▶ Requirement: Reproduce each of the entries below word for word, keeping every line unchanged.

[Entries excerpted from a collection]
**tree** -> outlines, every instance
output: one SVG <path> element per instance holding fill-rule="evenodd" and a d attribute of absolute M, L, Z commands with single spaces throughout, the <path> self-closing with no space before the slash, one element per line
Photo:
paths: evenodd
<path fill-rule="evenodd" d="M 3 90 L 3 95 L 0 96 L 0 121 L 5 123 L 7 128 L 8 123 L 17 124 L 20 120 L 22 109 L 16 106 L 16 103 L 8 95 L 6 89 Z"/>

▶ Answer to this exercise:
**tree** -> outlines, every instance
output: one SVG <path> element per instance holding fill-rule="evenodd" and a d attribute of absolute M, L, Z commands with single spaces throughout, the <path> self-closing with no space before the slash, one element per line
Photo:
paths: evenodd
<path fill-rule="evenodd" d="M 3 90 L 3 95 L 0 96 L 0 121 L 5 123 L 7 128 L 8 123 L 17 124 L 20 120 L 22 109 L 16 106 L 16 103 L 8 95 L 6 89 Z"/>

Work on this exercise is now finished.